──────── Material provided ────────
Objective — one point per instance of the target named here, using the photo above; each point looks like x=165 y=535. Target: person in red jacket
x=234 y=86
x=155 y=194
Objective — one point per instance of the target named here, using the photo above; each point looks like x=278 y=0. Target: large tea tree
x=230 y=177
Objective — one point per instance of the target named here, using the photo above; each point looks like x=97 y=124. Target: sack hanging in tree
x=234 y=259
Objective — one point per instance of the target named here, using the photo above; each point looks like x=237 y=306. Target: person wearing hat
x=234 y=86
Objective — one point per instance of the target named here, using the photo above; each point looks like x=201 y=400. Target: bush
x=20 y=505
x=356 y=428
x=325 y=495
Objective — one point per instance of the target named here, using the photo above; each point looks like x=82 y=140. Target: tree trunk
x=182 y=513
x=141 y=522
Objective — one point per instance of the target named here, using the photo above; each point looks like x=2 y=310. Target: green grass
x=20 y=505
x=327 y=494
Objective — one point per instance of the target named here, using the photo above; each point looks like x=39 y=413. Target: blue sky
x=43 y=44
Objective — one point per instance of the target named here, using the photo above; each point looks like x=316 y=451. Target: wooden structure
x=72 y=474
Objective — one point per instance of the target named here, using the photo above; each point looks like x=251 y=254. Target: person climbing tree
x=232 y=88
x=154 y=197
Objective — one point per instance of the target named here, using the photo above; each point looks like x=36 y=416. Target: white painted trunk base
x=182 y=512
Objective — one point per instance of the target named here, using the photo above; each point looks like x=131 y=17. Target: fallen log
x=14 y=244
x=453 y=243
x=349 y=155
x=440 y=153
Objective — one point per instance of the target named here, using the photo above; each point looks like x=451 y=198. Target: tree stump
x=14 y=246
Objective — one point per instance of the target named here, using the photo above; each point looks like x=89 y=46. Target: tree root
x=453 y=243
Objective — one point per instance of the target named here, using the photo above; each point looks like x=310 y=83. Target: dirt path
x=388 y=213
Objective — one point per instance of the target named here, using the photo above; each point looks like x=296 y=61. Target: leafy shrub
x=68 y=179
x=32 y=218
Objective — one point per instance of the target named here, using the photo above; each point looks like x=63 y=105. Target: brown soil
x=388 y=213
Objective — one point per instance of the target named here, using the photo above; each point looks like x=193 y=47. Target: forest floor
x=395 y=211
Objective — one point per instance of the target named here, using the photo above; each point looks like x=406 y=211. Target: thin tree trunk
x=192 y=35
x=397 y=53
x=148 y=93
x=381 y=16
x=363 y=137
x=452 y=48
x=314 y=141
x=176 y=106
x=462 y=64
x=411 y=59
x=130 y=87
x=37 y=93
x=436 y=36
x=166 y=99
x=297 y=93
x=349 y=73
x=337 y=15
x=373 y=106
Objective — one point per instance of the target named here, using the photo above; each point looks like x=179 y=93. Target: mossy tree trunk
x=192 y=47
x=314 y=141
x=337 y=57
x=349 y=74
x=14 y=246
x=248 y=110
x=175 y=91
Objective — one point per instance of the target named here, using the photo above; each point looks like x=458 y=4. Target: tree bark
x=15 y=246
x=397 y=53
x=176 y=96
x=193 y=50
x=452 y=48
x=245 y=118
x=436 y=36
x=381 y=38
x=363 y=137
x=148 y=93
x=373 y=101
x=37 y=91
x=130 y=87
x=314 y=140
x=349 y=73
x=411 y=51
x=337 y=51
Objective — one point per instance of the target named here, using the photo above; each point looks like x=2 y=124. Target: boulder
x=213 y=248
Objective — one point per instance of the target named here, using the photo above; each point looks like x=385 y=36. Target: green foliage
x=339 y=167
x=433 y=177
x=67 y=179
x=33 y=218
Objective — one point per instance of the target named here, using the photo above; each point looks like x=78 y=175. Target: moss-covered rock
────────
__Task prompt__: Each entry given above is to be duplicated exactly.

__Result for this task__:
Objective — one point per instance of the target named here, using the photo above; each point looks like x=165 y=535. Target: person in red jacket
x=234 y=86
x=155 y=194
Objective — one point per instance of the target named here, using the photo above; each point looks like x=278 y=0. Target: large tea tree
x=230 y=177
Objective — one point per instance of the target named here, using the photo above; each point looks like x=97 y=124. Target: sack hanging in tree
x=234 y=259
Objective — one point per instance of the target named here, using the photo above; each point looks like x=237 y=306. Target: person wearing hat
x=234 y=86
Objective — one point per instance of the target named here, using the photo above; each point looks like x=201 y=400. Target: bush
x=20 y=505
x=356 y=428
x=325 y=495
Objective — one point per instance of the target named here, using the photo above; each point looks like x=82 y=140. Target: tree trunk
x=182 y=513
x=141 y=522
Objective — one point per instance of the target named here, using the photo above; each point looks like x=2 y=310. Target: green grass
x=20 y=505
x=327 y=494
Objective — one point per instance of the target named here, using the photo above; each point looks like x=39 y=413. Target: blue sky
x=43 y=44
Objective — one point per instance of the target named here, using the photo above; each point looks like x=316 y=451. Target: wooden structure
x=72 y=474
Objective — one point per instance of the target named here, using the photo above; each point looks like x=251 y=254. Target: person climbing tree
x=232 y=88
x=154 y=197
Objective — one point per instance of the target named here, using the photo above; each point looks like x=36 y=416. Target: white painted trunk base
x=182 y=512
Objective — one point per instance of the target named here, using the photo above; each point looks like x=131 y=17. Target: fallen log
x=14 y=244
x=453 y=243
x=349 y=155
x=440 y=153
Objective — one point per instance of the target named here, using the photo above; each point looks like x=451 y=198. Target: tree stump
x=14 y=246
Objective — one point per instance of the target named here, using the photo above; each point looks like x=89 y=46. Target: tree root
x=453 y=243
Objective — one point per instance of the target named here, using the photo above; each point looks like x=310 y=83. Target: dirt path
x=388 y=213
Objective — one point per instance of the target named here, using the photo above; each point looks like x=296 y=61. Target: leafy shrub
x=68 y=179
x=32 y=218
Objective — one point per instance of the target named here, using the photo above; each point looks like x=63 y=105. Target: brown soil
x=388 y=213
Objective — one point per instance of the target named here, using the photo above; each point looks like x=193 y=47. Target: forest floor
x=395 y=211
Objective — one point per instance of the target named here, using the photo above; each point looks like x=406 y=211. Target: thin tree trunk
x=192 y=35
x=397 y=53
x=148 y=93
x=381 y=16
x=363 y=137
x=452 y=48
x=314 y=141
x=176 y=106
x=462 y=64
x=411 y=59
x=130 y=87
x=37 y=93
x=436 y=36
x=166 y=99
x=297 y=93
x=349 y=73
x=337 y=15
x=373 y=106
Objective — one point per instance of the target named here, using the photo above; each point looks like x=179 y=93. Target: mossy tree trunk
x=192 y=47
x=314 y=141
x=337 y=57
x=349 y=74
x=14 y=246
x=248 y=110
x=175 y=91
Objective — one point per instance of the target named here, using the photo above; each point looks like x=458 y=4. Target: tree bark
x=15 y=246
x=397 y=53
x=176 y=96
x=193 y=50
x=452 y=48
x=245 y=118
x=436 y=36
x=381 y=38
x=363 y=137
x=148 y=93
x=373 y=101
x=37 y=91
x=130 y=87
x=314 y=140
x=349 y=73
x=411 y=51
x=337 y=51
Objective — one point per instance of the target named here, using the photo above; each point looks like x=2 y=124. Target: boulder
x=213 y=248
Objective — one point per instance of the target named here, using the photo above; each point looks like x=385 y=36. Target: green foliage
x=339 y=167
x=433 y=177
x=67 y=179
x=33 y=218
Objective — one point per instance of the target named here, using the photo above; each point looks like x=78 y=175. Target: moss-covered rock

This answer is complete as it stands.